Return every line of the material below unchanged, leaving out the pictures.

- _STORED ROWS_
------------------------------------------------

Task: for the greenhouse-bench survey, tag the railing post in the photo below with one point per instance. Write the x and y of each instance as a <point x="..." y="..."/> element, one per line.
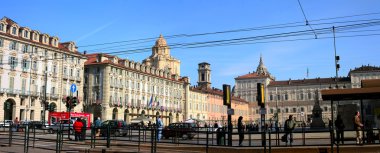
<point x="10" y="134"/>
<point x="207" y="140"/>
<point x="34" y="134"/>
<point x="26" y="139"/>
<point x="249" y="137"/>
<point x="139" y="140"/>
<point x="270" y="141"/>
<point x="108" y="136"/>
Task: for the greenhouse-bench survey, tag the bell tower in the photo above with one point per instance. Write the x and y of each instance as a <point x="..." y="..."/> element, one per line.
<point x="204" y="75"/>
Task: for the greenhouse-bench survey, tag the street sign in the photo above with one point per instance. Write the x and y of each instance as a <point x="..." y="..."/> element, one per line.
<point x="263" y="111"/>
<point x="73" y="88"/>
<point x="230" y="112"/>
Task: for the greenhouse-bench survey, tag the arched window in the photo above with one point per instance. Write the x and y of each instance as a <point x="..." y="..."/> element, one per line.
<point x="14" y="30"/>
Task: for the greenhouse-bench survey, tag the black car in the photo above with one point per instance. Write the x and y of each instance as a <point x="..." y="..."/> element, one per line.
<point x="181" y="130"/>
<point x="117" y="128"/>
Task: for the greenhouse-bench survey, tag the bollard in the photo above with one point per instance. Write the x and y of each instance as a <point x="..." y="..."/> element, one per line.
<point x="10" y="134"/>
<point x="270" y="141"/>
<point x="34" y="134"/>
<point x="139" y="140"/>
<point x="108" y="136"/>
<point x="26" y="139"/>
<point x="207" y="141"/>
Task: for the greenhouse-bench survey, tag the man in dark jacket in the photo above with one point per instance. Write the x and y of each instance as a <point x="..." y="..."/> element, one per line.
<point x="289" y="127"/>
<point x="339" y="129"/>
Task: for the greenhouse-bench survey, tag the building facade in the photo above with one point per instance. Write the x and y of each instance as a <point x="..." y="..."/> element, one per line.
<point x="35" y="67"/>
<point x="295" y="97"/>
<point x="206" y="103"/>
<point x="118" y="88"/>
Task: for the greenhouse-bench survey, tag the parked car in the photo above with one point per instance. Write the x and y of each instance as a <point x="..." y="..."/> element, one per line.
<point x="181" y="130"/>
<point x="117" y="128"/>
<point x="6" y="123"/>
<point x="65" y="126"/>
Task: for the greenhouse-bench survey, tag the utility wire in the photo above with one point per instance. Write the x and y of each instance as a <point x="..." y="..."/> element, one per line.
<point x="272" y="36"/>
<point x="227" y="31"/>
<point x="307" y="22"/>
<point x="316" y="24"/>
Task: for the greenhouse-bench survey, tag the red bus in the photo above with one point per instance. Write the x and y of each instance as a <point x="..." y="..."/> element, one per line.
<point x="56" y="117"/>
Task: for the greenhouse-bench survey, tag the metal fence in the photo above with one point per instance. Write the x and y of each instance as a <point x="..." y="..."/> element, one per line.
<point x="29" y="135"/>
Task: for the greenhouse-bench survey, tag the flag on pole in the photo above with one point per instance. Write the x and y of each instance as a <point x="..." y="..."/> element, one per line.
<point x="151" y="101"/>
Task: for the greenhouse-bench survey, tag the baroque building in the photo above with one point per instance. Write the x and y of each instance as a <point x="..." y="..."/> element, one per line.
<point x="295" y="97"/>
<point x="206" y="103"/>
<point x="118" y="88"/>
<point x="36" y="67"/>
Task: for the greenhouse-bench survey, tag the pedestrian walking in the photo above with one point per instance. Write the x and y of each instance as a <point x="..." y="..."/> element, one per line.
<point x="358" y="126"/>
<point x="240" y="130"/>
<point x="17" y="124"/>
<point x="289" y="127"/>
<point x="159" y="128"/>
<point x="78" y="125"/>
<point x="84" y="129"/>
<point x="98" y="124"/>
<point x="339" y="129"/>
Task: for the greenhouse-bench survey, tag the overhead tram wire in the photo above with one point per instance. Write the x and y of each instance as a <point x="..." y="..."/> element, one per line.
<point x="262" y="42"/>
<point x="272" y="36"/>
<point x="307" y="22"/>
<point x="228" y="31"/>
<point x="315" y="24"/>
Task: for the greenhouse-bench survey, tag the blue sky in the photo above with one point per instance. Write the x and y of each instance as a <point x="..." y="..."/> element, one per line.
<point x="91" y="22"/>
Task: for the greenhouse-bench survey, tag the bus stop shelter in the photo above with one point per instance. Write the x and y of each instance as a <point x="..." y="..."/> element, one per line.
<point x="370" y="90"/>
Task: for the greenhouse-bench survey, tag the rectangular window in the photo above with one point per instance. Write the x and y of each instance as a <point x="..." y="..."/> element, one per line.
<point x="55" y="69"/>
<point x="11" y="83"/>
<point x="26" y="34"/>
<point x="12" y="45"/>
<point x="35" y="65"/>
<point x="52" y="90"/>
<point x="13" y="62"/>
<point x="25" y="65"/>
<point x="23" y="85"/>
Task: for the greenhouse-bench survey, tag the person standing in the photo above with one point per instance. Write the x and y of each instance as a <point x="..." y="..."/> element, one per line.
<point x="240" y="130"/>
<point x="339" y="129"/>
<point x="289" y="127"/>
<point x="358" y="127"/>
<point x="159" y="128"/>
<point x="98" y="124"/>
<point x="78" y="125"/>
<point x="17" y="123"/>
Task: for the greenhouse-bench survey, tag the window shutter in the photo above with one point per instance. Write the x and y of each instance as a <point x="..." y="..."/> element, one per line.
<point x="17" y="45"/>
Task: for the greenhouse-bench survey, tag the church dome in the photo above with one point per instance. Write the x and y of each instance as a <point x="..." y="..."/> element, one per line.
<point x="160" y="41"/>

------------------------------------------------

- _WRITTEN REPLY_
Task: for the greenhouse-bench survey, tag the railing post in the photo below with one point per instance. Write the x and y of each instance as a <point x="..." y="..."/> element, one per line.
<point x="10" y="134"/>
<point x="207" y="140"/>
<point x="34" y="134"/>
<point x="26" y="139"/>
<point x="249" y="137"/>
<point x="139" y="140"/>
<point x="270" y="141"/>
<point x="108" y="136"/>
Task: for the greenhouse-bench survey, tag the bell tower in the photo above with one point per instance. Write the x and y of each instance as a <point x="..." y="..."/> element, one per line.
<point x="204" y="75"/>
Task: for the greenhouse-bench survey, tag the street sign in the photo above with one point per instance. Write the x and y of each instance as a <point x="..." y="..."/> element, one per line.
<point x="263" y="111"/>
<point x="73" y="88"/>
<point x="230" y="112"/>
Task: for the greenhouse-bench survey, tag the arched window in the photo above with one point per instance. Write the x and y of each instance as a <point x="..." y="..."/> element, one per line.
<point x="14" y="30"/>
Task: for the greenhouse-bench survey, tag the black car in the photo above with one point per instance. Write the x and y of each instance as a <point x="..." y="..."/> element, one per line.
<point x="181" y="130"/>
<point x="117" y="128"/>
Task: for the greenhouse-bench survey, tag the bollard in the photo above with one point per instance. Write the x and y of each instance as a <point x="..." y="..."/> element, one per line.
<point x="10" y="134"/>
<point x="270" y="141"/>
<point x="34" y="134"/>
<point x="139" y="140"/>
<point x="108" y="136"/>
<point x="26" y="139"/>
<point x="207" y="141"/>
Task: for the greenhouse-bench survey, tag the man in dark jacket in the photo above with one point per instance. Write the x and y of each instance as a <point x="..." y="..."/> element, one per line.
<point x="289" y="127"/>
<point x="339" y="129"/>
Task: for the greenhouse-bench survey, tag the building facade in the photo above with one point per instance. Write the x and y of each instance as a <point x="..." y="..."/> element, one per line.
<point x="35" y="67"/>
<point x="295" y="97"/>
<point x="206" y="103"/>
<point x="118" y="88"/>
Task: for the greenhouse-bench survey, tag the parked car in the photo above with one point per instance. Write the x and y of each instance as a <point x="..." y="..."/> element, one per line.
<point x="181" y="130"/>
<point x="117" y="128"/>
<point x="6" y="123"/>
<point x="65" y="126"/>
Task: for the greenhouse-bench survey, tag the utility wire in the photo above with one point per instance. Write the x and y of each instance as a <point x="..." y="..."/> element, one per line.
<point x="272" y="36"/>
<point x="227" y="31"/>
<point x="307" y="22"/>
<point x="316" y="24"/>
Task: for the greenhouse-bench survey, tag the red bus in the photo above with one point per instance. Write the x and y of each instance as a <point x="..." y="..."/> element, one per line.
<point x="56" y="117"/>
Task: for the greenhouse-bench survey, tag the metal fence in the photo above with one point per instance. Write the x and y of each instance as a <point x="..." y="..."/> element, one per line.
<point x="29" y="135"/>
Task: for the greenhouse-bench survey, tag the flag on pole in the photo above with one point per instance. Write the x and y of each instance as a <point x="..." y="..."/> element, one per line.
<point x="151" y="101"/>
Task: for the greenhouse-bench survey, tag the baroque building in the photo above with one point per instance. Write the x and y of each instance as a <point x="..." y="..."/> element, one per line.
<point x="295" y="97"/>
<point x="206" y="103"/>
<point x="118" y="88"/>
<point x="36" y="67"/>
Task: for the greenhouse-bench survey, tag the pedestrian walking in the photo above with one point per instance. Write the x and y of each instance as a <point x="..." y="..."/> element, one per line.
<point x="358" y="126"/>
<point x="240" y="130"/>
<point x="17" y="124"/>
<point x="289" y="127"/>
<point x="159" y="128"/>
<point x="78" y="125"/>
<point x="84" y="129"/>
<point x="98" y="124"/>
<point x="339" y="129"/>
Task: for the greenhouse-bench survey, tag the overhead tram wire in the photo above with one point per instance. Write the x and y of each instance as a <point x="..." y="..."/> element, one per line.
<point x="262" y="42"/>
<point x="272" y="36"/>
<point x="307" y="22"/>
<point x="228" y="31"/>
<point x="315" y="24"/>
Task: for the greenhouse-bench survey, tag the blue sky in the photo above with one point per instance. Write the x and y of each instance as a <point x="..." y="..."/> element, one per line.
<point x="91" y="22"/>
Task: for the greenhouse-bench survey, tag the bus stop shelter in the photo above with one point per instance. Write the x and y of each instance as a <point x="..." y="..."/> element, one per line.
<point x="370" y="90"/>
Task: for the greenhouse-bench survey, tag the rectangular window in the photo above with one point per instance. Write the x and y of each instance as a <point x="..." y="..."/> element, one per line.
<point x="55" y="69"/>
<point x="11" y="83"/>
<point x="26" y="34"/>
<point x="12" y="45"/>
<point x="35" y="65"/>
<point x="52" y="90"/>
<point x="13" y="62"/>
<point x="25" y="65"/>
<point x="23" y="85"/>
Task: for the greenhouse-bench survey, tag the person standing in the photo above with one point per instance. Write the x and y of each instance as a <point x="..." y="..."/> element, one per line.
<point x="240" y="130"/>
<point x="339" y="129"/>
<point x="289" y="127"/>
<point x="358" y="127"/>
<point x="159" y="128"/>
<point x="98" y="124"/>
<point x="78" y="125"/>
<point x="17" y="123"/>
Task: for the greenhouse-bench survey, tag the window shutter in the photo above with one point per instance. Write the x and y of each instance as a <point x="..." y="..."/> element, one per line.
<point x="17" y="45"/>
Task: for the greenhouse-bench survey, tag the church dome in the photo above with one point per instance. Write the x and y of each instance as a <point x="..." y="..."/> element, one per line.
<point x="160" y="41"/>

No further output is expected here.